Entries from a dataset:
◆ ◆ ◆
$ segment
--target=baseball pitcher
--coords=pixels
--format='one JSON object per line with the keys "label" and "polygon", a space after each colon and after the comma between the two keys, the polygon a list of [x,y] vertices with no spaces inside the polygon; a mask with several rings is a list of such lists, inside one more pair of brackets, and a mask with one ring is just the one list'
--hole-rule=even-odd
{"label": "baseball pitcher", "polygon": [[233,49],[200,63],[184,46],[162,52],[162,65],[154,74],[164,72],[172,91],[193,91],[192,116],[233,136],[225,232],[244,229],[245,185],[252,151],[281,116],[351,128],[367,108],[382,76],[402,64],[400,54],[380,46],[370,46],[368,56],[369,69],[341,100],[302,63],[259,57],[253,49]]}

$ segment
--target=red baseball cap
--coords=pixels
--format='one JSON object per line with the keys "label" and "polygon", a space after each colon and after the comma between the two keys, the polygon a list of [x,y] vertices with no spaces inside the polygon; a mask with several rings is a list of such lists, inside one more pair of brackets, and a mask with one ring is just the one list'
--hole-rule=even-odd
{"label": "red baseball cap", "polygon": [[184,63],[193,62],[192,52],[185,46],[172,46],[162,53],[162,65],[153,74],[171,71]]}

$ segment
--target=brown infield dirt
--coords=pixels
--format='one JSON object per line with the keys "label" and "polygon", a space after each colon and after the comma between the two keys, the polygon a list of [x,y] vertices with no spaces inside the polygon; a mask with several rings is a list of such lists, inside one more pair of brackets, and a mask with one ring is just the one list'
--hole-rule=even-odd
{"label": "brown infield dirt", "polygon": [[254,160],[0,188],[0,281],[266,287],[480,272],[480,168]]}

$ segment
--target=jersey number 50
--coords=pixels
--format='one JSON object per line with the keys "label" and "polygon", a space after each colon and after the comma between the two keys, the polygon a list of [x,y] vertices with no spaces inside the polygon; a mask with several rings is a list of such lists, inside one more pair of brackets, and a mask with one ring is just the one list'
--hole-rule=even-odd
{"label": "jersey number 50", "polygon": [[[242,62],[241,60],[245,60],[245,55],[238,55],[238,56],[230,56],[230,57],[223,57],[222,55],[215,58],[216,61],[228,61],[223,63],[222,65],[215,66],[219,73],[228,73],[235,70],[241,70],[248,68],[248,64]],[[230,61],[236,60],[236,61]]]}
◆ ◆ ◆
EXERCISE GOAL: Extract each line from the entries above that contains the string "baseball".

FINAL RESULT:
--target=baseball pitcher
{"label": "baseball pitcher", "polygon": [[233,49],[200,63],[184,46],[162,52],[162,65],[154,74],[164,72],[172,91],[193,91],[192,116],[233,136],[225,232],[244,229],[245,185],[252,151],[281,116],[351,128],[367,108],[382,76],[402,64],[400,54],[380,46],[370,46],[368,56],[369,69],[341,100],[302,63],[259,57],[253,49]]}
--target=red baseball cap
{"label": "red baseball cap", "polygon": [[184,63],[193,62],[192,52],[185,46],[172,46],[162,53],[162,65],[153,74],[171,71]]}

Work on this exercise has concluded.